[Text passage]

If it takes a whole village to raise a child, Richmond and San Pablo have taken the first step.
East Bay nonprofit Brighter Beginnings has partnered with First 5 Contra Costa in the launch of “Hello Baby,” a new home-visiting program in Richmond that provides support and parenting advice to low-income families whose infants come into the world facing possible hardships.
Mo’kquila Brown is a Richmond mother, raising four kids, and has been utilizing services provided by Brighter Beginnings since her first child. Now with her newborn, Shamawn, she said there is no other program like it in this area.
“They help me with clothes, food banks, diapers, community program and just someone to talk to,” Brown said.
First 5 Contra Costa has set aside $1.4 million to give to Brighter Beginnings throughout the next three years to support the program. “Hello Baby” sends out four trained professionals, referred to as parent child educators, to the homes of participants in West Contra Costa County, in an effort to give pregnant women information, education and support during their pregnancy until the child turns two. The initiative also aims to increase social interactions among mothers in distressed communities throughout the county.
“Many of them are really isolated and it is important for them to get engaged with other parents going through similar development with their child,” said Barbara McCullough, executive director at Brighter Beginnings.
Home visits provide a more intimate relationship with families, allowing new or expectant parents to develop a trusting relationship with the home visitors, said McCullough. It also allows the staff to better assess the family’s needs.
“Sometimes you don’t really know until you can be with them in their home…and can sit and listen,” said McCullough.

[/Text passage]
[Information provided]

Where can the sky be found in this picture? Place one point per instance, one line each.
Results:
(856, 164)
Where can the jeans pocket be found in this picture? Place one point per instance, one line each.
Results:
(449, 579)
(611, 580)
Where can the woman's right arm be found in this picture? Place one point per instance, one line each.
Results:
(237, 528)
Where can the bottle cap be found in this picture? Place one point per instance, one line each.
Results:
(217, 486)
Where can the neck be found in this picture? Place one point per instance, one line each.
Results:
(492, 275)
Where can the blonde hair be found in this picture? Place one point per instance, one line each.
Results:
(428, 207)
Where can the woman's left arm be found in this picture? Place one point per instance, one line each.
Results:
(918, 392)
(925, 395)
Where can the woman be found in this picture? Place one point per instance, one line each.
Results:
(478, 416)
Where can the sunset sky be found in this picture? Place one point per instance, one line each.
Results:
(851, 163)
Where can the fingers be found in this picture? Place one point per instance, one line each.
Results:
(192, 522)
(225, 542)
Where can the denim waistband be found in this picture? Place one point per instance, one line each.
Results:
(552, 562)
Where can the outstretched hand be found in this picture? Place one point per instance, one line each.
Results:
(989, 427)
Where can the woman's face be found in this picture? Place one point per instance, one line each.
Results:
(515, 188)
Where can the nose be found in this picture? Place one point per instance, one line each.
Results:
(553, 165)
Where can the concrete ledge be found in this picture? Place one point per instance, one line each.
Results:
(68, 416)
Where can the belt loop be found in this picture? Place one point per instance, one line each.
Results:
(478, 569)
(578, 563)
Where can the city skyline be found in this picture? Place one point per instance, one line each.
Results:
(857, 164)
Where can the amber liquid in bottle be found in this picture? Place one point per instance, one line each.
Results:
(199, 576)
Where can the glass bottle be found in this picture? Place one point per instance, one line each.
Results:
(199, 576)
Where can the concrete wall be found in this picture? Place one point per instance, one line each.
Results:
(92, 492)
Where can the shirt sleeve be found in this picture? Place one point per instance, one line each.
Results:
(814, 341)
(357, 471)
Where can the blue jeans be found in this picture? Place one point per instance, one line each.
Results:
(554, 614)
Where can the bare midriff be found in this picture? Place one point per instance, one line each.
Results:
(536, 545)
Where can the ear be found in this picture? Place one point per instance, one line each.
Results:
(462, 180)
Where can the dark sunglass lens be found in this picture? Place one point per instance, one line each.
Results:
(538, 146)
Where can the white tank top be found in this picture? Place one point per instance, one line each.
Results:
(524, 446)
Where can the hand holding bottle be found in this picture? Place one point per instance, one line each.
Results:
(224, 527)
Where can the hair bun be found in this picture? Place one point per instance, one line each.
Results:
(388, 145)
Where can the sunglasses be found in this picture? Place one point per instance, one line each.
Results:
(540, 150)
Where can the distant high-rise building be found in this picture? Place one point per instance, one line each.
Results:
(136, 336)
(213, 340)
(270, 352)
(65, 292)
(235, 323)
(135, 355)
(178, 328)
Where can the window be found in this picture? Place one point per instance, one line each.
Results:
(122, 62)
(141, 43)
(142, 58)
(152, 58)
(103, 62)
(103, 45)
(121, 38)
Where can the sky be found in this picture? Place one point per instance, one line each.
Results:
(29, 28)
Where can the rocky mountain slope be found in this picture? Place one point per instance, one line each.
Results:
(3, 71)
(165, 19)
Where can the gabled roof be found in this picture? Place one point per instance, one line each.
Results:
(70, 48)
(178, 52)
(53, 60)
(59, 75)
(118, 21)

[/Information provided]

### Work instruction 1:
Can you return the passage on the Hello Baby program word for word, starting at "East Bay nonprofit" and ending at "in this area."?
### Work instruction 2:
Could you carry the passage on the Hello Baby home-visiting program forward from its last sentence?

### Written response 1:
East Bay nonprofit Brighter Beginnings has partnered with First 5 Contra Costa in the launch of “Hello Baby,” a new home-visiting program in Richmond that provides support and parenting advice to low-income families whose infants come into the world facing possible hardships.
Mo’kquila Brown is a Richmond mother, raising four kids, and has been utilizing services provided by Brighter Beginnings since her first child. Now with her newborn, Shamawn, she said there is no other program like it in this area.

### Written response 2:
“Hello Baby” is just one part of the $3.6 million home-visiting service initiative funded by First 5 Contra Costa and carried out by Brighter Beginnings, in West County, and Aspiranet, in East and Central County.
Participants are selected on a voluntary basis. Low birth weight and signs the infant is failing to thrive are indicators that doctors and clinics should refer mothers to the program.
“We are trying to reach out to families most in need and who have the fewest resources,” said McCullough.
During home visits, the trained educators create a personalized plan for each family that includes information and education on child development, breastfeeding, nutrition, immunizations and health insurance. “Hello Baby” also provides postpartum screening for new mothers and developmental screening for young children.
In 2012, the programs served more than 1,048 Bay Area families. One in six of the mothers referred to and screened by the program showed signs of postpartum depression, according to program statistics.
“We are aware of the constraints of poverty and how that plays out in the lives of the families we serve. Our motto is to work with the strengths to build on that resilience. We are privileged to work with them and help their children thrive,” said McCullough.